- SET PROBLEM
List every line in the items that contains the string "roof".

[Stored entries]

[START]

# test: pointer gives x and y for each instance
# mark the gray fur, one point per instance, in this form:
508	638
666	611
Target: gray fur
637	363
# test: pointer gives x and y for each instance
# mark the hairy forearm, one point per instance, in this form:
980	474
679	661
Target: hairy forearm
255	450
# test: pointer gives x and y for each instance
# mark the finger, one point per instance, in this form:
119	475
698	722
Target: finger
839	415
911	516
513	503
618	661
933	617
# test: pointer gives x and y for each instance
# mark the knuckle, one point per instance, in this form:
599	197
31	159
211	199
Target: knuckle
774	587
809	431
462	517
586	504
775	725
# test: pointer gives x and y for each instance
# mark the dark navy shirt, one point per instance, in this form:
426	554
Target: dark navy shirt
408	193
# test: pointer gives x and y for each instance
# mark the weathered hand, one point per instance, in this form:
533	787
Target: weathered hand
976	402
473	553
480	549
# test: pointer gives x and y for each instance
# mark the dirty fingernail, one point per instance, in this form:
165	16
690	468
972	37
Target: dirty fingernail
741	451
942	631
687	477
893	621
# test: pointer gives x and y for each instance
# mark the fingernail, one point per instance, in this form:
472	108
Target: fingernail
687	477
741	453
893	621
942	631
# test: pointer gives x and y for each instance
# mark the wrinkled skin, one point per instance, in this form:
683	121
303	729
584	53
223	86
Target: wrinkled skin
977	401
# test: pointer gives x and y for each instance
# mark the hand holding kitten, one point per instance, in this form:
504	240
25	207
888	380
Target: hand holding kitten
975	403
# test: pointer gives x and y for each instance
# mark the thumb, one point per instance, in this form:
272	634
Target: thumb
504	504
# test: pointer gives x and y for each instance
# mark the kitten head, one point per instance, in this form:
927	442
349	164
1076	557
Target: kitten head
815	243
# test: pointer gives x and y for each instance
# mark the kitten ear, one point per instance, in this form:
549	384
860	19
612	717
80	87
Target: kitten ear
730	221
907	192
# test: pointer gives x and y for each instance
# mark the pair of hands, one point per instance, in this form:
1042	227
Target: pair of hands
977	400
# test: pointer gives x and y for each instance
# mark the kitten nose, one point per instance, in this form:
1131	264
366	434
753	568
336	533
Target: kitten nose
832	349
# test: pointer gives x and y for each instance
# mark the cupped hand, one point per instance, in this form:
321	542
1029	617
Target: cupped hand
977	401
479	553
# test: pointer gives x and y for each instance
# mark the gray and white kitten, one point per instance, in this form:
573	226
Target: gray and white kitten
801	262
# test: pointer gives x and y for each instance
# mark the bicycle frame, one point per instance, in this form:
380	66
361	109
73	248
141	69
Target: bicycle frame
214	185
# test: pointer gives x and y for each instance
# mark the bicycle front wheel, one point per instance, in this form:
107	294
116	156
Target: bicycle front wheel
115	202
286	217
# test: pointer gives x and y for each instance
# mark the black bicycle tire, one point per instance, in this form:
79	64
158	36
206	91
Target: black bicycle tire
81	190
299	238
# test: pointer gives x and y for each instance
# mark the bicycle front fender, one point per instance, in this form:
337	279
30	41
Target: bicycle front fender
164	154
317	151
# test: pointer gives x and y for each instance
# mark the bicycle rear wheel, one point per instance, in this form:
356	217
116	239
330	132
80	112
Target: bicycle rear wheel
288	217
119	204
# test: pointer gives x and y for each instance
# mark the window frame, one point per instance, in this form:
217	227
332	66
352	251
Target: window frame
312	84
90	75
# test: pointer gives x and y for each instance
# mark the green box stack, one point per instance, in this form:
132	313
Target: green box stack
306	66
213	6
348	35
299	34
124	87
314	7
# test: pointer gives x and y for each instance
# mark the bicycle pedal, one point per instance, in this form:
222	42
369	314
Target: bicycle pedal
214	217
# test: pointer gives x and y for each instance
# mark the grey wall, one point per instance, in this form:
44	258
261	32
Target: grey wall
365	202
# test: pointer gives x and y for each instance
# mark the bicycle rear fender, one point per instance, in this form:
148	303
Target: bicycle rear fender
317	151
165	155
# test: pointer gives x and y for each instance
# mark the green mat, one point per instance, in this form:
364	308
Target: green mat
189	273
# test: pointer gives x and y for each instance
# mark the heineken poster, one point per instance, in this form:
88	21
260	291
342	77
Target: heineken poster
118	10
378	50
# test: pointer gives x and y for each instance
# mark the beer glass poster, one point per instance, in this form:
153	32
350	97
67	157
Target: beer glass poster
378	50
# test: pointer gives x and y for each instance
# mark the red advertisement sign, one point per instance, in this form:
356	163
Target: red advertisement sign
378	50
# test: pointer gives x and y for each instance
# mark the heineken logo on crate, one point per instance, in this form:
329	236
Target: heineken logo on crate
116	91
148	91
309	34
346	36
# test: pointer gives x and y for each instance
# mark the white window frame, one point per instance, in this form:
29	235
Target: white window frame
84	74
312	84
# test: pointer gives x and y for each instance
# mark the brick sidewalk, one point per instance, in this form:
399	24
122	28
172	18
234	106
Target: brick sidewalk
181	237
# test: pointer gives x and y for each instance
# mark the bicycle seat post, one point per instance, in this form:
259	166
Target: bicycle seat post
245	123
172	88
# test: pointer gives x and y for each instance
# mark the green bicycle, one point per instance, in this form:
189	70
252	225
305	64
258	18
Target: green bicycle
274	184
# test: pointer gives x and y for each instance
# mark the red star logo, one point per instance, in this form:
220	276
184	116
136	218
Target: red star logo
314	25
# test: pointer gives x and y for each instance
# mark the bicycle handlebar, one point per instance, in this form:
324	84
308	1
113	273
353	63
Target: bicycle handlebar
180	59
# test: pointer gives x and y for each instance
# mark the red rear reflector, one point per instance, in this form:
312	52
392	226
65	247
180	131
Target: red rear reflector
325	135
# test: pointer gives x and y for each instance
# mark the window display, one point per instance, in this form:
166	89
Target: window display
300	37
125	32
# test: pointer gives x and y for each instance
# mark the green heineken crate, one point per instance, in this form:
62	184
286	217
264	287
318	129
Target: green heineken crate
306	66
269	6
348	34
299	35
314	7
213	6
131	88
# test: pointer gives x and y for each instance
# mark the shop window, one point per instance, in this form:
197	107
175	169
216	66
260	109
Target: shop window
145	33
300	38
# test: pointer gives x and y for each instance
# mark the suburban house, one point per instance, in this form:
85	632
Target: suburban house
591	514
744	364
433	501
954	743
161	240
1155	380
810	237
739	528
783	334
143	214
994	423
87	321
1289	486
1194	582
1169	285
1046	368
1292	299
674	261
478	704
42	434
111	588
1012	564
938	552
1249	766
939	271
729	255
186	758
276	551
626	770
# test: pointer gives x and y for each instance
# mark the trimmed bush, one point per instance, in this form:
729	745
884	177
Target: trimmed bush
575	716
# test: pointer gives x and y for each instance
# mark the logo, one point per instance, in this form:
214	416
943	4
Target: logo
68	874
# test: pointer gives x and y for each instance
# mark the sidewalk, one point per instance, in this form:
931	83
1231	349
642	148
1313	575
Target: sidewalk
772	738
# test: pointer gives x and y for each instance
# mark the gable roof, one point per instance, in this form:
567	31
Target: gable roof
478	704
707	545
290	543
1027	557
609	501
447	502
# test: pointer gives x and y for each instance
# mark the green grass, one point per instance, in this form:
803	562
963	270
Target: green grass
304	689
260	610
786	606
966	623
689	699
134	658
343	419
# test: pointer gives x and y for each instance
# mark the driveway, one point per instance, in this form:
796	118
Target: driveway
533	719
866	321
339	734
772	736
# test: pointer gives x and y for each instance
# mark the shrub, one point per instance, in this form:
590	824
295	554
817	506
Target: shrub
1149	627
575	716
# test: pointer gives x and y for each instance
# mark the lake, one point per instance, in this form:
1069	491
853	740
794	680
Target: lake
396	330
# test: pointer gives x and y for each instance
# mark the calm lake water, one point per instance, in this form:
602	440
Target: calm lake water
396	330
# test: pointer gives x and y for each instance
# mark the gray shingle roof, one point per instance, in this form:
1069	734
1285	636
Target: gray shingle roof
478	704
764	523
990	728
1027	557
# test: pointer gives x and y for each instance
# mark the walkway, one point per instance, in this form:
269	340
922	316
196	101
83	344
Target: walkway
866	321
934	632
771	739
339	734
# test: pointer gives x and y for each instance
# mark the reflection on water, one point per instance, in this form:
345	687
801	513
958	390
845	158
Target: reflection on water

[END]

- RESPONSE
# mark the gable roof, one point per instance, in this form:
Target: gable roof
# mark the gray shingle roof, one point per instance, in this form:
Target: gray shingle roof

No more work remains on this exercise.